Quote every one of the records below verbatim, line for line, without changing any character.
--- START DATA LISTING ---
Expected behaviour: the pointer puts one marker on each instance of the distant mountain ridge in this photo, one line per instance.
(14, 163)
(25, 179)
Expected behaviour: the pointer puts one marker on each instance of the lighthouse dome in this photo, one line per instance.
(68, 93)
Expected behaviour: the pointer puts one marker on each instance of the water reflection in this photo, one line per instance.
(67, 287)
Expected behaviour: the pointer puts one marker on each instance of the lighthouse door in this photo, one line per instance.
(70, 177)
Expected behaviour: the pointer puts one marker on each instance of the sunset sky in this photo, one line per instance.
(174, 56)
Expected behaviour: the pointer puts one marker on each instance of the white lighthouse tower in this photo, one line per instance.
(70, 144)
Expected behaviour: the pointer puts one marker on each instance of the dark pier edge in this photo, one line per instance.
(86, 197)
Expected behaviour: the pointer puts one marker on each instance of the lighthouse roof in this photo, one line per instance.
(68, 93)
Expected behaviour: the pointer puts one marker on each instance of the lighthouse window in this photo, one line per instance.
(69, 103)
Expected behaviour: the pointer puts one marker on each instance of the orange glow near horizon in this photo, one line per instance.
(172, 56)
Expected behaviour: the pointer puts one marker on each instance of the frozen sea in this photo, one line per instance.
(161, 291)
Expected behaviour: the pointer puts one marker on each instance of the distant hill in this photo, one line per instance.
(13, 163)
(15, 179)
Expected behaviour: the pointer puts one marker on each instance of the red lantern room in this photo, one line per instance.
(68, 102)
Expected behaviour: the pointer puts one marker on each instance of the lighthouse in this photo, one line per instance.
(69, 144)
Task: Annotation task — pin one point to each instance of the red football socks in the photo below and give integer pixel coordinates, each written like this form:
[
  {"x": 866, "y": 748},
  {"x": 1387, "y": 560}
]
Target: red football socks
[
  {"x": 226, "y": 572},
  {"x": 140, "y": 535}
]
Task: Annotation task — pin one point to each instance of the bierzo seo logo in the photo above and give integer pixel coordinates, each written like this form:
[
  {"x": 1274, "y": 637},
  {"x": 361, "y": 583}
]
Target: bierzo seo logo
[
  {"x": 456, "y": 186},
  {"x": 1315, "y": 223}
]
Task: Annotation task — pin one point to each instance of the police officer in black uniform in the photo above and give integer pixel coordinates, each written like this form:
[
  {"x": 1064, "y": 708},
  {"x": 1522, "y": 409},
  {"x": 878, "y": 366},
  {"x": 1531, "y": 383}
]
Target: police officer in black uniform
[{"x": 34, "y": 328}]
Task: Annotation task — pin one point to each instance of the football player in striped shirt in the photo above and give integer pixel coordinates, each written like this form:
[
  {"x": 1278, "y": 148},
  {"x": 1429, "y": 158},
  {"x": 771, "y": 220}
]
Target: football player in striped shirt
--- END DATA LISTING ---
## TASK OUTPUT
Expected behaviour: the pointer puts one marker on each instance of the distant mountain ridge in this photo, one line per instance.
(14, 163)
(25, 179)
Expected behaviour: the pointer puts one marker on each instance of the lighthouse dome in this photo, one line per instance.
(68, 93)
Expected behaviour: the pointer puts one marker on each instance of the water reflection in this photo, one line per instance.
(67, 287)
Expected behaviour: the pointer puts one marker on each instance of the lighthouse door in this photo, one line per instance.
(70, 177)
Expected behaviour: the pointer puts one marker on each instance of the sunset sky in this photo, one line per instance.
(174, 56)
Expected behaviour: the pointer puts one marker on each instance of the white lighthouse tower in this photo, one line per instance.
(70, 144)
Expected behaviour: the pointer puts one marker on each instance of the dark pier edge in this photo, one line per instance.
(86, 197)
Expected behaviour: the pointer puts one marker on each instance of the lighthouse roof in this photo, one line per instance.
(68, 93)
Expected behaviour: the pointer puts one marker on each instance of the lighthouse window in this photo, one line per instance.
(69, 103)
Expected behaviour: the pointer puts one marker on each instance of the orange glow near horizon in this photo, one line per instance.
(172, 56)
Expected behaviour: the pointer puts one marker on each instance of the frozen sea in this photo, one line per instance.
(161, 291)
Expected behaviour: the pointer puts one marker on each instance of the distant hill in this photo, one line per instance.
(13, 163)
(15, 179)
Expected behaviour: the pointer puts one marker on each instance of the red lantern room in this photo, one line per instance.
(68, 102)
Expected behaviour: the pointer puts one marker on each instance of the lighthouse in this photo, one line per instance.
(69, 144)
Task: Annotation task — pin one point to each instance of the red football socks in the photo below and give integer pixel coordinates, each written like this form:
[
  {"x": 866, "y": 748},
  {"x": 1387, "y": 560}
]
Target: red football socks
[
  {"x": 226, "y": 572},
  {"x": 140, "y": 535}
]
Task: Annotation task — pin one point to each instance of the bierzo seo logo in the photo above and give integer pixel coordinates, each written like this form:
[
  {"x": 1274, "y": 637},
  {"x": 361, "y": 583}
]
Target: bierzo seo logo
[
  {"x": 456, "y": 186},
  {"x": 1315, "y": 223}
]
Task: Annotation task — pin one point to each instance of the police officer in black uniform in the photo above and give integer pixel coordinates, each written like this form:
[
  {"x": 1064, "y": 708},
  {"x": 1522, "y": 409},
  {"x": 878, "y": 366},
  {"x": 1531, "y": 383}
]
Target: police officer in black uniform
[{"x": 34, "y": 328}]
Task: Annotation task — pin one point to each instance of the football player in striped shirt in the photo above and give integer pixel coordinates, each written like this form:
[
  {"x": 1278, "y": 148},
  {"x": 1429, "y": 158},
  {"x": 771, "y": 220}
]
Target: football player in striped shirt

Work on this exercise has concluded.